ARLINGTON, Va. — It rained in the nation’s capital on Sunday.
Actually, it has rained every day since the Golden Knights cruised in via the Beltway to resume the Stanley Cup Final against fellow upstart Washington. But this was the first day the weather matched the team’s mood:
Lots of low pressure. Mostly socked in.
Low pressure for sure.
That will become a much higher pressure if Vegas doesn’t get sorted out in Monday’s Game 4 at Capital One Arena.
The Knights seem to know this. This is the first time they’ve lost two in a row since the battle for Lord Stanley’s Cup commenced, and while their backs aren’t exactly pressed to the wall, the wall is getting closer.
Judging from their postgame quotes, and the utterances of the few who addressed the media on Sunday Soggy Sunday, this is a team struggling to explain how something that has gone so right for so long could go so wrong so fast.
Like the song from the old Rodgers and Hart musical, the Knights sounded bewitched, bothered and bewildered as they offered possible explanations for the Capitals having turned the series around.
Explainin’ to do
Not enough shots? “We have to get more pucks on net. Twenty-two shots isn’t going to win you many games,” said bewitched Ryan Reaves.

Written problem A: Please recast the entries as a Markdown table with the columns "Row" and "Line," starting at the line that contains "the tram tracks" and ending at the last line of the entries, with blank lines left out.

(Excerpts from a location annotation dataset)

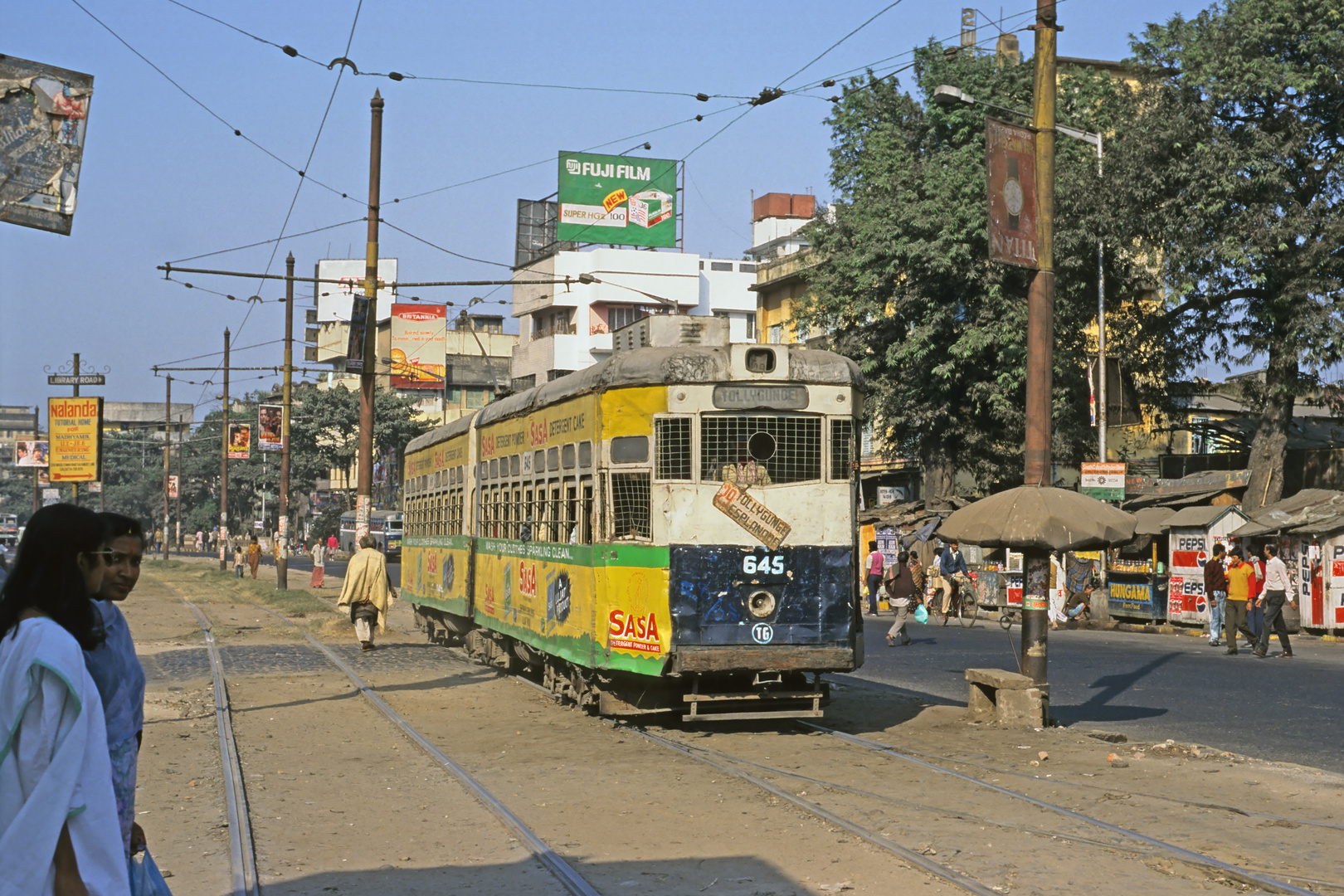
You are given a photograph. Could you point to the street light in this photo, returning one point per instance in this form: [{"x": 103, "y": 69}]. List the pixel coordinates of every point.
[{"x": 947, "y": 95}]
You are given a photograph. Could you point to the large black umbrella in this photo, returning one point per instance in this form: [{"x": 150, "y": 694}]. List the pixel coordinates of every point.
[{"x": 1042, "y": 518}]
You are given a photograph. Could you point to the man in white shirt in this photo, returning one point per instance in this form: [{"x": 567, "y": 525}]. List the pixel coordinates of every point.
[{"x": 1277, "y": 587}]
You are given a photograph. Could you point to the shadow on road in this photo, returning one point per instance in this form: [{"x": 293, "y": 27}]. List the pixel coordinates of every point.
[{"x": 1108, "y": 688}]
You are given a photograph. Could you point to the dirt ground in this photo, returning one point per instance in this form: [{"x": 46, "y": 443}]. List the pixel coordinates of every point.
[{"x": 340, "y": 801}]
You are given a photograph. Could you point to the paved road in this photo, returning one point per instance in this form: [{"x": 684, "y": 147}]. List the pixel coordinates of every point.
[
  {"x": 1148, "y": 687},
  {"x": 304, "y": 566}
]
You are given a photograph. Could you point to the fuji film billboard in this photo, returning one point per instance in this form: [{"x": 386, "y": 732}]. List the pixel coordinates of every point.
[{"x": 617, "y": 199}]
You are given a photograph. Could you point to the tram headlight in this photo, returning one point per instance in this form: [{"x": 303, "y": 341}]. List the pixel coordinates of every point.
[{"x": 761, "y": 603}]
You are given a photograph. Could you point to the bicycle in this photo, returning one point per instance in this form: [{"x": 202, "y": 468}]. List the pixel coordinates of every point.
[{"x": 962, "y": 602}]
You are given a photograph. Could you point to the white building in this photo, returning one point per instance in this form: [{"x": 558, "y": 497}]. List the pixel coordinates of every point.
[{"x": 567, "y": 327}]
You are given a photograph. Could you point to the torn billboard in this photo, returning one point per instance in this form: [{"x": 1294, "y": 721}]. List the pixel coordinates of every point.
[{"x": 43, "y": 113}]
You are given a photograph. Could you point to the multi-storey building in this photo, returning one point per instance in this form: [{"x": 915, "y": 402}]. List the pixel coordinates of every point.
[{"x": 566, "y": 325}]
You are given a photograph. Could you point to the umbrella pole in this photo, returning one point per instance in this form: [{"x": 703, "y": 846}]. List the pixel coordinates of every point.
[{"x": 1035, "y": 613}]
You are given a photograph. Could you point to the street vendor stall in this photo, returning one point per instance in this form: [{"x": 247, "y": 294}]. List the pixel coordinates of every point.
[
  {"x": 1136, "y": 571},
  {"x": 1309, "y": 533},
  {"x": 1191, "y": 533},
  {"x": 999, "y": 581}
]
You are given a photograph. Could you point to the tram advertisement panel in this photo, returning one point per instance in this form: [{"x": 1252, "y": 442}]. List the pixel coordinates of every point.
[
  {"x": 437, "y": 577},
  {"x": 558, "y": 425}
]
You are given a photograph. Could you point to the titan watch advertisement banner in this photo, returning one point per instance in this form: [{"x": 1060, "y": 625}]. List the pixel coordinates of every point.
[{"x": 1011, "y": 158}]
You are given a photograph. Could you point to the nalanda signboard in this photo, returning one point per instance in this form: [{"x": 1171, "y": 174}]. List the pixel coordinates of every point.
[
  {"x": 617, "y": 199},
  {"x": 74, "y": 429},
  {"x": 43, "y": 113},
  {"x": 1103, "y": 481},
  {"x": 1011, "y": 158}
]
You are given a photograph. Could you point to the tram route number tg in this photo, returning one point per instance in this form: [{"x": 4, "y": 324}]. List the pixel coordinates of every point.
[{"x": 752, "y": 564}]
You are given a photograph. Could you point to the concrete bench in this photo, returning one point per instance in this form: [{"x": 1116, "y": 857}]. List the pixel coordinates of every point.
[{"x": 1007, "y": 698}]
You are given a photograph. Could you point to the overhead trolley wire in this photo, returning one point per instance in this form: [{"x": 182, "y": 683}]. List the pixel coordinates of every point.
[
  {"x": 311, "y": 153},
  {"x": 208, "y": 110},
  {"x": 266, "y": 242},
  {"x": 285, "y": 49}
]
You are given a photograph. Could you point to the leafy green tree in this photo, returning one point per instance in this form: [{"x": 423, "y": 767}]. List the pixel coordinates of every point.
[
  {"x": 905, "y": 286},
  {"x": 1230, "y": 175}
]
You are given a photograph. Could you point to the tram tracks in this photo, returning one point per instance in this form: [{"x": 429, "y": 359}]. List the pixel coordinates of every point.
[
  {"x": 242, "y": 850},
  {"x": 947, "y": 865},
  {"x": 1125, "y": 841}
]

Written problem B: In the hockey article, at which arena is Monday's Game 4 played?

Output A:
| Row | Line |
|---|---|
| 1 | You are given a photograph. Could you point to the tram tracks in this photo, returning one point per instance in this form: [{"x": 429, "y": 359}]. List the pixel coordinates of every point. |
| 2 | [ |
| 3 |   {"x": 242, "y": 850}, |
| 4 |   {"x": 947, "y": 865}, |
| 5 |   {"x": 1125, "y": 841} |
| 6 | ] |

Output B: Capital One Arena